→ ENTRIES SHOWN:

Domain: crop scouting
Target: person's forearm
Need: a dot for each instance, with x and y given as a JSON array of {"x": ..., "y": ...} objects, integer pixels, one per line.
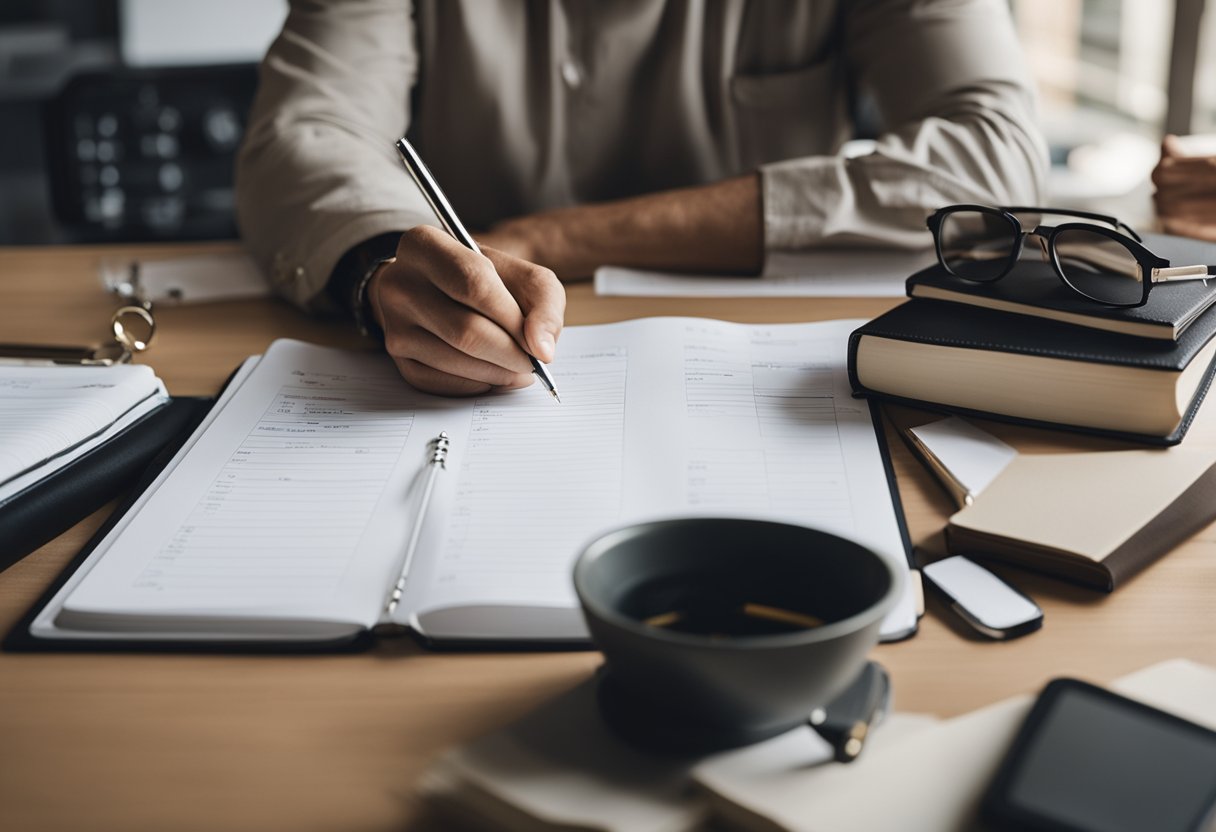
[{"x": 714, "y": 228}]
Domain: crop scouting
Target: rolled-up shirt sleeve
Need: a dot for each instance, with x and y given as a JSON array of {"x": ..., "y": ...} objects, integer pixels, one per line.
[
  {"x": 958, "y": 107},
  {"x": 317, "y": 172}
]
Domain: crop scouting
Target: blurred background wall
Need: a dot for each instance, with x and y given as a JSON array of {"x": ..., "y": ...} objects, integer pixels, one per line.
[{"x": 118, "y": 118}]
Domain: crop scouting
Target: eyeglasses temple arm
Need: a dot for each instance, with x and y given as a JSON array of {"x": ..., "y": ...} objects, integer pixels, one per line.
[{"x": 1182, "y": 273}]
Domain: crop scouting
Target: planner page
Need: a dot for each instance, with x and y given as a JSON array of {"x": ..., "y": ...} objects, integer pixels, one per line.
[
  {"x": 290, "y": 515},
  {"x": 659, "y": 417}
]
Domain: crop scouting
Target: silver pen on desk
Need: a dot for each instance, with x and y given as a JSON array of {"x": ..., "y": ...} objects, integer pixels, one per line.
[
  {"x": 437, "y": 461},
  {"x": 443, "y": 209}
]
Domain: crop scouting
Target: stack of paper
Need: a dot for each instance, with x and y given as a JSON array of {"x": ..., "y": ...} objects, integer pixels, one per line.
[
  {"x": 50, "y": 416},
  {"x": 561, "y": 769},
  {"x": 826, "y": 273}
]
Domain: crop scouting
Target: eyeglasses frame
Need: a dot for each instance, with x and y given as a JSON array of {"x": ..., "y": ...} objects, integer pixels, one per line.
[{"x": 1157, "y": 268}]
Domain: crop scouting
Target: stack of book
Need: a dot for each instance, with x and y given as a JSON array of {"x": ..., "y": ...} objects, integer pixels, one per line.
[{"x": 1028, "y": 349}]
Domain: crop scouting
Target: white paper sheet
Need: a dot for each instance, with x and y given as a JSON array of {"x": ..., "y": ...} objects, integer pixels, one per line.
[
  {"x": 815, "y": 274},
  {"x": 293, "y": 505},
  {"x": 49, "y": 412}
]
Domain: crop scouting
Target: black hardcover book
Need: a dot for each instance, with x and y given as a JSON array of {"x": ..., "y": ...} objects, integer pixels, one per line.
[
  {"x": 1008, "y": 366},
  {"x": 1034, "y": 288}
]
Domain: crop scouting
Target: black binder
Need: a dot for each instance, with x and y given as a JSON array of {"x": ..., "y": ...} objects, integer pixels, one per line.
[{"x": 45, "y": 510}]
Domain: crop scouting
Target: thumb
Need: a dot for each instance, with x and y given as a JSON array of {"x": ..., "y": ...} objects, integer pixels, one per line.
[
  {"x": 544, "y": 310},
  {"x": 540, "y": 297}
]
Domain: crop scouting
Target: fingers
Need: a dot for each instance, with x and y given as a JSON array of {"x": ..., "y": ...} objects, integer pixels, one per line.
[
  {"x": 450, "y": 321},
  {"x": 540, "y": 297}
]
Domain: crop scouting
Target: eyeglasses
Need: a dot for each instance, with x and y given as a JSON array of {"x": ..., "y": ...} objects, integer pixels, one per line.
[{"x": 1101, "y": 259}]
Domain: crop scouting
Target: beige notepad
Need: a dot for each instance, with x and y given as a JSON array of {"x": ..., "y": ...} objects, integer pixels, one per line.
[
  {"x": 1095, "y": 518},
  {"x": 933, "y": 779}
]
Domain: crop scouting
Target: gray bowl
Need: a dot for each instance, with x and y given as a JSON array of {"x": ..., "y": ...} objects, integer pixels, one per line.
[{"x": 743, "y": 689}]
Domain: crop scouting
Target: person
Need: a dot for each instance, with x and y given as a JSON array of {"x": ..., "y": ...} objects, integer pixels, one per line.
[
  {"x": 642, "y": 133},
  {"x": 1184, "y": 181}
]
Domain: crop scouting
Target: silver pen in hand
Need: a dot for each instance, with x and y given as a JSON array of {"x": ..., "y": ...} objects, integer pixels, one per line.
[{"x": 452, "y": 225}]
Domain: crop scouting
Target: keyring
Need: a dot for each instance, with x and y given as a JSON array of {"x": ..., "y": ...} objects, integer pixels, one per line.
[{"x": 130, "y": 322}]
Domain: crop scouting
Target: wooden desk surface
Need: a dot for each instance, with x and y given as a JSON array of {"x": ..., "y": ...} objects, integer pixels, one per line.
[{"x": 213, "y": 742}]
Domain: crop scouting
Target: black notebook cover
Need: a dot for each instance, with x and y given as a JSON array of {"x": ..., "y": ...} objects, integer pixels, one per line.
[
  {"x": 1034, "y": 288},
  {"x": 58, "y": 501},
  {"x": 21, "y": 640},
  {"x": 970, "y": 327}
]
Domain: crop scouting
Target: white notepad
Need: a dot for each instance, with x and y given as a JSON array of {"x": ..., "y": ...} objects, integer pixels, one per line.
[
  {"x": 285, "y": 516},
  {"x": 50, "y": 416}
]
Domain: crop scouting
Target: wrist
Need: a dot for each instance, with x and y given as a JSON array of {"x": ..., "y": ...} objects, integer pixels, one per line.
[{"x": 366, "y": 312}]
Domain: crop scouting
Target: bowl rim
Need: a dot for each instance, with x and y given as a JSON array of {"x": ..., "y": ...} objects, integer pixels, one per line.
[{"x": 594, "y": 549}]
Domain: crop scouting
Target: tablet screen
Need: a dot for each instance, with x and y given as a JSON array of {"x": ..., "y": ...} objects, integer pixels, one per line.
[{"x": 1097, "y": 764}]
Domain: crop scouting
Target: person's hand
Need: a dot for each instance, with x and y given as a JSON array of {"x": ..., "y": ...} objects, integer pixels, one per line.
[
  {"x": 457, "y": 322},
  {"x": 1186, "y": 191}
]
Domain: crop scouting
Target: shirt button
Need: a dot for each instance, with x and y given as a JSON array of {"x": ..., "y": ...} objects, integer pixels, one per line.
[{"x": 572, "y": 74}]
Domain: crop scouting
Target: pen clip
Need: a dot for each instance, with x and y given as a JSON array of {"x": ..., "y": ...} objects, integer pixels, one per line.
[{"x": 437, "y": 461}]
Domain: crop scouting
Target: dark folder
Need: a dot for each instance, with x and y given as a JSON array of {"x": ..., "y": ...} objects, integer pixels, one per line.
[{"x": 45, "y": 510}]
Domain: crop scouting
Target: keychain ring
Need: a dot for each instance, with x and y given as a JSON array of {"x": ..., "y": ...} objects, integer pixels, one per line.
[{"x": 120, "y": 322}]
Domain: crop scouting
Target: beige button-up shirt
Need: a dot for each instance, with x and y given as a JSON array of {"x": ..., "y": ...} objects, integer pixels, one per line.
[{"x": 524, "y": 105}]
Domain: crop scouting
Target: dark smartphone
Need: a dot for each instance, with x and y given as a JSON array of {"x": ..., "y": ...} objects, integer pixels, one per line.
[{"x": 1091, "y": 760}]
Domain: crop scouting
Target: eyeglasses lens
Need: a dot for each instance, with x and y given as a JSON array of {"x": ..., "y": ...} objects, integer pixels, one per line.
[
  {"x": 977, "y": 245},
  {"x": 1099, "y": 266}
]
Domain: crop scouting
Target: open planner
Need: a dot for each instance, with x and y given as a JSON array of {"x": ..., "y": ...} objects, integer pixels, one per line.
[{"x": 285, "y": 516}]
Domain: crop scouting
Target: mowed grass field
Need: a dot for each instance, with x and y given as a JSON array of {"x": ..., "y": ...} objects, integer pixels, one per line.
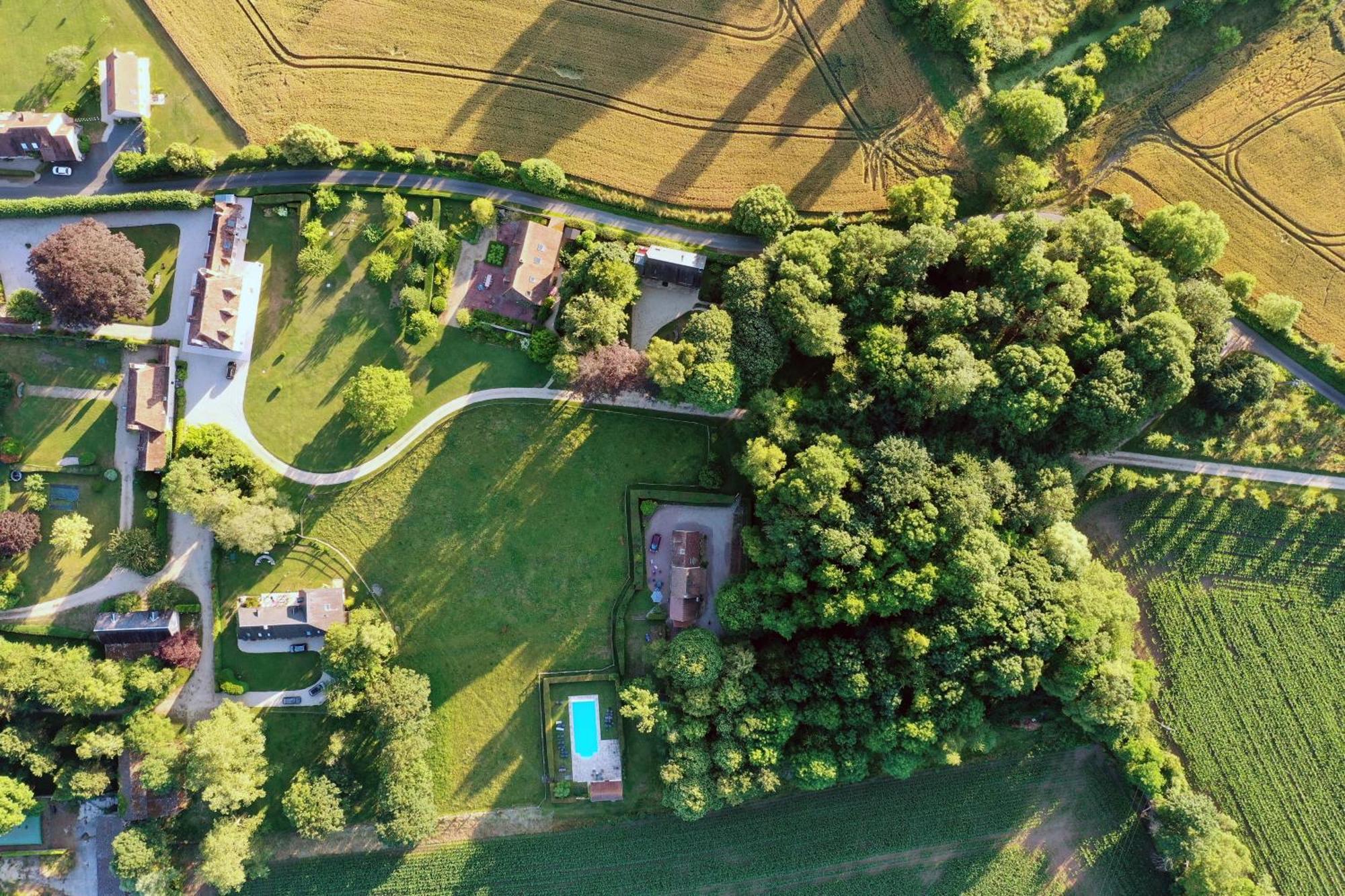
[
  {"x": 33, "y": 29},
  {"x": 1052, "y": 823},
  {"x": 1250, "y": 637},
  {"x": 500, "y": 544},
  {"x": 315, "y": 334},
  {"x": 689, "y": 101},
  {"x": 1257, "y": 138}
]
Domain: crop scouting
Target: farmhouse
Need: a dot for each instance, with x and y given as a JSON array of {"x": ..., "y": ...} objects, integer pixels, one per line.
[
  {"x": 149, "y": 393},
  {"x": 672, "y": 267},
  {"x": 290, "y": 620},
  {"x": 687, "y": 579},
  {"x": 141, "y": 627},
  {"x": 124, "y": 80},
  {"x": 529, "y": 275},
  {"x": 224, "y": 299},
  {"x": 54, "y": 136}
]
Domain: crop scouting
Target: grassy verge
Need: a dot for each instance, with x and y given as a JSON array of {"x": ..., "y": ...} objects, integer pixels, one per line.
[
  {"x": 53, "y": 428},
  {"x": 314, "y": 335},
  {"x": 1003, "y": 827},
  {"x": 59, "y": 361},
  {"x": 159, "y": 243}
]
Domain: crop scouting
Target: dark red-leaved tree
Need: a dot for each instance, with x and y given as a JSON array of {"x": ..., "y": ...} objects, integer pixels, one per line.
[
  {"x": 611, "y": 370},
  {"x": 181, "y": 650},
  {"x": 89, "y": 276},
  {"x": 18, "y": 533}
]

→ REQUIRED ACTION:
Copy out each line of the listing where the string "eyeglasses" appears.

→ RESPONSE BOX:
Target: eyeglasses temple arm
Target: eyeglasses frame
Target: eyeglasses
Target: eyeglasses lens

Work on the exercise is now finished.